==== DATA FOR REVIEW

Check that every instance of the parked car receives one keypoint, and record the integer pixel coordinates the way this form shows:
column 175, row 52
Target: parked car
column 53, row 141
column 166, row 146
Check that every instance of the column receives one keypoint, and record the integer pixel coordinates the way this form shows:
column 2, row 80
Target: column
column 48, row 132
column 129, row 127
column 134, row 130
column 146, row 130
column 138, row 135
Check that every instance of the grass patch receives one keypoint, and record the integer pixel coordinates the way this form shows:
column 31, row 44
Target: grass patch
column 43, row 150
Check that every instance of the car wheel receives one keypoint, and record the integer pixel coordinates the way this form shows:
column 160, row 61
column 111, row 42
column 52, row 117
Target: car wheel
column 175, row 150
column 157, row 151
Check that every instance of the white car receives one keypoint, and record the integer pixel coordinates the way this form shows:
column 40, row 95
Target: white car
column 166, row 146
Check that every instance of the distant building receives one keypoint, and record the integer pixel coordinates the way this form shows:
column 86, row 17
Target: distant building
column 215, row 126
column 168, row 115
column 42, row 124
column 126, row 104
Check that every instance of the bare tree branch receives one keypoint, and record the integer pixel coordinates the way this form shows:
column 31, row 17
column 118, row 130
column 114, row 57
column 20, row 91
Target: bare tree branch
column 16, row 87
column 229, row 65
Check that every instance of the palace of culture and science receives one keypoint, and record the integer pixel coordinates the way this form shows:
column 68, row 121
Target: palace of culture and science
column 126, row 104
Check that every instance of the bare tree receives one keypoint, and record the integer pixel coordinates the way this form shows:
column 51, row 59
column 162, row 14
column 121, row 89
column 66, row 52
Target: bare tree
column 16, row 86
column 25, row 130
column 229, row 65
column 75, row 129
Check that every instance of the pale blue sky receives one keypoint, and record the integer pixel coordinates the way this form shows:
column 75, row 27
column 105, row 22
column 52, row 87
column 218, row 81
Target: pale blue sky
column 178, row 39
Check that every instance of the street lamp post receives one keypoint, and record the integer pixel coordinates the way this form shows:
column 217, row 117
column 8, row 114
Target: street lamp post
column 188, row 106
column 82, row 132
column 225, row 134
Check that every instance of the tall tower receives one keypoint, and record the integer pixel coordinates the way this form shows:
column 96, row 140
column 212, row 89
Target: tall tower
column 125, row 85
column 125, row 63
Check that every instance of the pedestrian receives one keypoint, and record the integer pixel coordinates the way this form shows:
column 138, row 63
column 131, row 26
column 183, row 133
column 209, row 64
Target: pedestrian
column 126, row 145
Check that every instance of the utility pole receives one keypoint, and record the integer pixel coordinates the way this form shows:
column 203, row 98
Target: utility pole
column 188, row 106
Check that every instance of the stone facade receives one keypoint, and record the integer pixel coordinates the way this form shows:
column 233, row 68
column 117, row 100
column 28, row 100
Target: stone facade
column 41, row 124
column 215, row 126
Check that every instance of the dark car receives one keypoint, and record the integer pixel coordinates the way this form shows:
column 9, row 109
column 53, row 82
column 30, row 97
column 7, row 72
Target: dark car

========

Show every line from the listing that contains "dark".

Check that every instance of the dark car receives one keypoint, and record the integer pixel coordinates the way this form shows:
Target: dark car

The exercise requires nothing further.